* START *

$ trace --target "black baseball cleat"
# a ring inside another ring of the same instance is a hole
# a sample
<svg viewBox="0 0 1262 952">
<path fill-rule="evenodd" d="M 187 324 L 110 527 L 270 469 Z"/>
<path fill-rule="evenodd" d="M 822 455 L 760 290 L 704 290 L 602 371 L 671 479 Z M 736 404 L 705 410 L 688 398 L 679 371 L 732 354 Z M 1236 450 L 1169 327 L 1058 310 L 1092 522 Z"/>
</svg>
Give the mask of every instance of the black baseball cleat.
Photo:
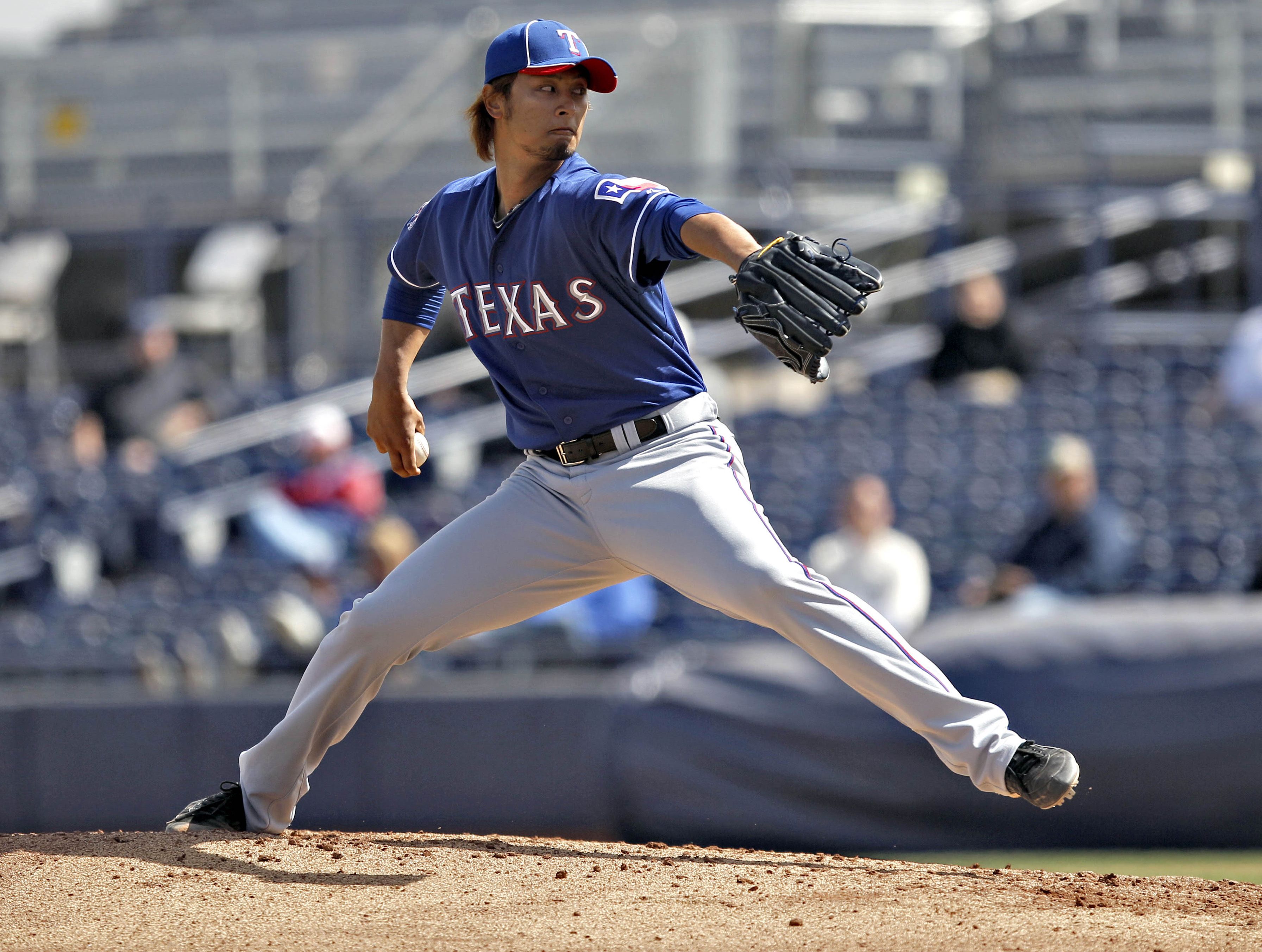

* END *

Please format the data above as a JSON list of strings, with one string per line and no blank lines. Leave the picture out.

[
  "$ trace --target \"black baseball cleat\"",
  "# a ring inside another ring of the same instance is a hole",
  "# a sample",
  "<svg viewBox=\"0 0 1262 952\">",
  "<path fill-rule=\"evenodd\" d=\"M 187 324 L 110 527 L 270 469 Z\"/>",
  "<path fill-rule=\"evenodd\" d=\"M 822 455 L 760 290 L 704 290 L 602 371 L 671 479 Z M 736 404 L 705 410 L 688 398 L 679 371 L 732 354 Z M 1236 450 L 1169 327 L 1058 310 L 1092 522 Z\"/>",
  "</svg>",
  "Give the mask of every instance of the black baseball cleat.",
  "Photo:"
]